When I log out from my current Xfce session and log back in, insync show a notification saying that it is already running so it will quit. I checked and there was indeed this process running:
./insync start
but no icon was shown on the notification area. I had to kill it and start insync again to get the icon to appear on the notification area.
I’m running insync1.2.6.35101-trusty over Xubuntu 14.10.
Thanks @roald for that howto, I missed it when I searched the forum, before posting. However, it addresses a different problem than mine. The insync icon is showing on the notification area, as you can see here:
However, if I log out from my current Xfce session, and log back in, insync stays running:
but the icon is not shown on the notification area:
I know that I can kill the currently running insync instance and start it back, that’s what I’ve been doing, but I hope you will agree that insync should be able to restore itself on the notification area on its own, without the need of manual intervention. To intervene manually is a workaround but not a solution: if insync can’t restore its original state (running AND showing its icon on the notification area) after a logout/login, it’s failing to perform a basic task in a desktop environment.
EDIT: If package sni-qt is indeed necessary for insync, I’d suggest including it in the Depends section of the package, so that it’s always installed together with insync.

→ **What you need to do**:
1. Quote the stretch of the forum post from "When I log out" through "over Xubuntu 14.10.".
2. Name each piece of software the forum post mentions by name, counting programs, desktop environments, operating systems and packages.

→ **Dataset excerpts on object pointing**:
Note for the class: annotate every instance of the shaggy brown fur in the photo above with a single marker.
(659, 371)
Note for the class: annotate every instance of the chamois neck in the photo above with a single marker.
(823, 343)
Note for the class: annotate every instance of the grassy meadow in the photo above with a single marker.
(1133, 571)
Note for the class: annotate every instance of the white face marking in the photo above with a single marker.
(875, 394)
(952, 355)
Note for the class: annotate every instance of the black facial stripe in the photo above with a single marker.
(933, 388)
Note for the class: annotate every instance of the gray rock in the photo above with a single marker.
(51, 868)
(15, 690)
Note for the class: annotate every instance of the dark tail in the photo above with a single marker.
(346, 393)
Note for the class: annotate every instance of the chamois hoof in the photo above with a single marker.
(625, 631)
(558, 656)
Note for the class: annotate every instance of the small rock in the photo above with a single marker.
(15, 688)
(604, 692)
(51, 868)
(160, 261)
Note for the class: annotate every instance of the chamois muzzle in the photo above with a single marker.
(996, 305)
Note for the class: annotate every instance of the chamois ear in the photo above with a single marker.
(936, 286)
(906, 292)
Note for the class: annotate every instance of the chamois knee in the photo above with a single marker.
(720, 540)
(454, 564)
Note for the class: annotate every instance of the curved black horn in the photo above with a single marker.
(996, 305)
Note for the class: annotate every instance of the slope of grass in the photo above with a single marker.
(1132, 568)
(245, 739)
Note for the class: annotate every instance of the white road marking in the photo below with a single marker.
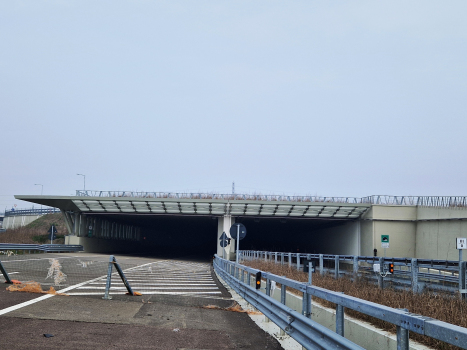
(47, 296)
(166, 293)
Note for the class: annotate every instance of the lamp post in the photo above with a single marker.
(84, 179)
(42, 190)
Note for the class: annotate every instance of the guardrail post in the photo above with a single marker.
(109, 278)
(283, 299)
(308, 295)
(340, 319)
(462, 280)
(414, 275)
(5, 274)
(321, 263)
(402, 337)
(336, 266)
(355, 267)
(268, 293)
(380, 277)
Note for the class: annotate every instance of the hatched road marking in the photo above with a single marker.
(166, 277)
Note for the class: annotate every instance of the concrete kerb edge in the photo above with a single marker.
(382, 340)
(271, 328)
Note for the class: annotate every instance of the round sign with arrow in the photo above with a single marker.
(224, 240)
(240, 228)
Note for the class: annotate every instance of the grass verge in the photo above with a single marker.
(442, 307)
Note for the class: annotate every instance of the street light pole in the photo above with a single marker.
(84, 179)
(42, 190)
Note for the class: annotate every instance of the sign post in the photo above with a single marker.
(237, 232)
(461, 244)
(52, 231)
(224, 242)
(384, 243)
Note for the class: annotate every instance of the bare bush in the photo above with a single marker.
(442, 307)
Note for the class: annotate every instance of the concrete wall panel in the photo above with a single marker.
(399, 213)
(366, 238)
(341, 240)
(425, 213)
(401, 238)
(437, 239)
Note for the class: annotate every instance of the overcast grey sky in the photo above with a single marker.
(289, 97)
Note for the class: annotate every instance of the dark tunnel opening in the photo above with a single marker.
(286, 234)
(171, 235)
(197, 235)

* * *

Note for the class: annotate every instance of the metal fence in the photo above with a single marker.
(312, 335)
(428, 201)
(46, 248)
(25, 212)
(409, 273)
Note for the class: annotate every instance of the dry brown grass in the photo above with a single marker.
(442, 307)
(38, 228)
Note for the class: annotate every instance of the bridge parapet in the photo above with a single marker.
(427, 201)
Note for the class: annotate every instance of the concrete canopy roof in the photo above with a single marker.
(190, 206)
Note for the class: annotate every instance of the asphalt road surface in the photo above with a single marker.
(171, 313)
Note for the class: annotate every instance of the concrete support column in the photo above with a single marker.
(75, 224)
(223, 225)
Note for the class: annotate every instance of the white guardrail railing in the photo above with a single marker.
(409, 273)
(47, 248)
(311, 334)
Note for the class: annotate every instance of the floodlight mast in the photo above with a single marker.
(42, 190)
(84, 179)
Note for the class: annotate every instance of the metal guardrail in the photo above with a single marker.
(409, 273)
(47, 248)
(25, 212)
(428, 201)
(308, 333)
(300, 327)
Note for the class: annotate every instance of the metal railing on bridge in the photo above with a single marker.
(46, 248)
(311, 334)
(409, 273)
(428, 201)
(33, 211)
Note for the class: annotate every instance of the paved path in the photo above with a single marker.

→ **Full solutions**:
1.
When I log out from my current Xfce session and log back in, insync show a notification saying that it is already running so it will quit. I checked and there was indeed this process running:
./insync start
but no icon was shown on the notification area. I had to kill it and start insync again to get the icon to appear on the notification area.
I’m running insync1.2.6.35101-trusty over Xubuntu 14.10.

2.
insync
Xfce
Xubuntu
sni-qt